> **Record set**
▬▬▬▬▬▬▬▬▬▬

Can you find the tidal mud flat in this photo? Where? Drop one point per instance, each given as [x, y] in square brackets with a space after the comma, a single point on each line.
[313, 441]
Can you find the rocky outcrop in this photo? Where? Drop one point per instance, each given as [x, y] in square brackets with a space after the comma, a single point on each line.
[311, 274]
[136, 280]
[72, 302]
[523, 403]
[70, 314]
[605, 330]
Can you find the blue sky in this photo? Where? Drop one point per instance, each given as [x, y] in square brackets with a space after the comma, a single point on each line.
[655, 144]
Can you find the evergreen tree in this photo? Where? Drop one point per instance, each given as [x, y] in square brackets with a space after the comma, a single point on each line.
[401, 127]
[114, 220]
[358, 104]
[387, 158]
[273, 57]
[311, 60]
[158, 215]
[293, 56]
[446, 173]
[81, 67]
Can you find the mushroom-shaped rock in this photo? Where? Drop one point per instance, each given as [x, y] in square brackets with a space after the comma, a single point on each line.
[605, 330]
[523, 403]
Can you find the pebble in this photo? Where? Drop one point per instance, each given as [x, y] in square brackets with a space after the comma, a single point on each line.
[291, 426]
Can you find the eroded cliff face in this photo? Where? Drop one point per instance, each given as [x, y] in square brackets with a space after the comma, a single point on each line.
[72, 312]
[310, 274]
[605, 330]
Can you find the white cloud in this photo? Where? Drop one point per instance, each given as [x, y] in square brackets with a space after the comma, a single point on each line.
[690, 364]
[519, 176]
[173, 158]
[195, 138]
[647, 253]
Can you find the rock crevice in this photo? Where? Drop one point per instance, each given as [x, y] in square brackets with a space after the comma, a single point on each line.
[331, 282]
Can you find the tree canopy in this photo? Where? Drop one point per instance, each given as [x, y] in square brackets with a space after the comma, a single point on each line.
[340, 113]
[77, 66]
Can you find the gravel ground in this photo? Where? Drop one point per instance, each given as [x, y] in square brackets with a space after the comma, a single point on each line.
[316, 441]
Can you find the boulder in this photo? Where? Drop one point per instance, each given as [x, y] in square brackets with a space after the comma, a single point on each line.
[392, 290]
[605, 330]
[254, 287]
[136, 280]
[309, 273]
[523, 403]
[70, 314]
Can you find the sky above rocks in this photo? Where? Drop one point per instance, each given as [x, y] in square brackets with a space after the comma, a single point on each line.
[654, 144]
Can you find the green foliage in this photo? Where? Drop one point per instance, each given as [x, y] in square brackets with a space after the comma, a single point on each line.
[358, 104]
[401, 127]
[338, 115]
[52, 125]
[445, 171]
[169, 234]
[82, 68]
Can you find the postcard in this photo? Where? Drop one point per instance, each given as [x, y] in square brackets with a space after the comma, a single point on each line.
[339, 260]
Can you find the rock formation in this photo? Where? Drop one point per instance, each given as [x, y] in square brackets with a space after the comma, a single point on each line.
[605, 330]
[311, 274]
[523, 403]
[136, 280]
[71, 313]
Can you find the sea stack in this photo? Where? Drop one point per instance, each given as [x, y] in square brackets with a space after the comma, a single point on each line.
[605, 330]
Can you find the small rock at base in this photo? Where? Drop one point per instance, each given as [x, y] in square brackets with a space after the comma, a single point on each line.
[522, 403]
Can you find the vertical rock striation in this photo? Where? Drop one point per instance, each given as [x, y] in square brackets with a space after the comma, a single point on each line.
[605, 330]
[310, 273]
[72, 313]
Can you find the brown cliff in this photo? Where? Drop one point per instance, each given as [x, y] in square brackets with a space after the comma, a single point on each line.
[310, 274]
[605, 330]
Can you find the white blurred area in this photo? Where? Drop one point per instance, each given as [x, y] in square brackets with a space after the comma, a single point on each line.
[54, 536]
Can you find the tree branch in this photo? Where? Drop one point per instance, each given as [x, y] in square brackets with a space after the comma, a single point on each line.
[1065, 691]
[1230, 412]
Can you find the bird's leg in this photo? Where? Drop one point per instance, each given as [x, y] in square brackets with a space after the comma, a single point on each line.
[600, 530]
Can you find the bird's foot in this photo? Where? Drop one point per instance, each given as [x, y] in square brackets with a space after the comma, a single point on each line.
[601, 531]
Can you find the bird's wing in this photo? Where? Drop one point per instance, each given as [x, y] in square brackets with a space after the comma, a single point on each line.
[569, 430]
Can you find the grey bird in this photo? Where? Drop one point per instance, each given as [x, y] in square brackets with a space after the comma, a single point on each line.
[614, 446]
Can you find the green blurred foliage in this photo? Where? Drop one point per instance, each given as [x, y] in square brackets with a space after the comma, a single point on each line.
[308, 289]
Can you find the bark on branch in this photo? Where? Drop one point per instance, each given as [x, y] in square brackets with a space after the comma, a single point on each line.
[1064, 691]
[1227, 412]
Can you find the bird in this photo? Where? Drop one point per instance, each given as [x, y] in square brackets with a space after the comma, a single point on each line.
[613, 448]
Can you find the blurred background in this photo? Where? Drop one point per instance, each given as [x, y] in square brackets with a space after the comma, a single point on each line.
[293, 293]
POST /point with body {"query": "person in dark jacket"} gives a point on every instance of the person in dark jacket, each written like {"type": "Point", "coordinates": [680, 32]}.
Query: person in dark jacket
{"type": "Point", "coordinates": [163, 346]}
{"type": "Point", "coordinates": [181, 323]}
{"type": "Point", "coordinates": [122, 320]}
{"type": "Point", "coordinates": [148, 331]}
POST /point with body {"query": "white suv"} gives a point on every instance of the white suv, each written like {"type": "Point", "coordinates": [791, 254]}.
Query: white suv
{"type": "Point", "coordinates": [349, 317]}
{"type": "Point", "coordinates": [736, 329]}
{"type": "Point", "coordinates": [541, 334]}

▬▬▬▬▬▬▬▬▬▬

> **Problem details**
Wherever a line in the data above holds the word "written", copy that line.

> **Reply to the task**
POST /point with body {"query": "person in dark jacket"} gives a point on every instance of the person in dark jacket, each written like {"type": "Point", "coordinates": [680, 32]}.
POST /point with body {"query": "white suv"} gives a point on every instance of the white suv, each written like {"type": "Point", "coordinates": [791, 254]}.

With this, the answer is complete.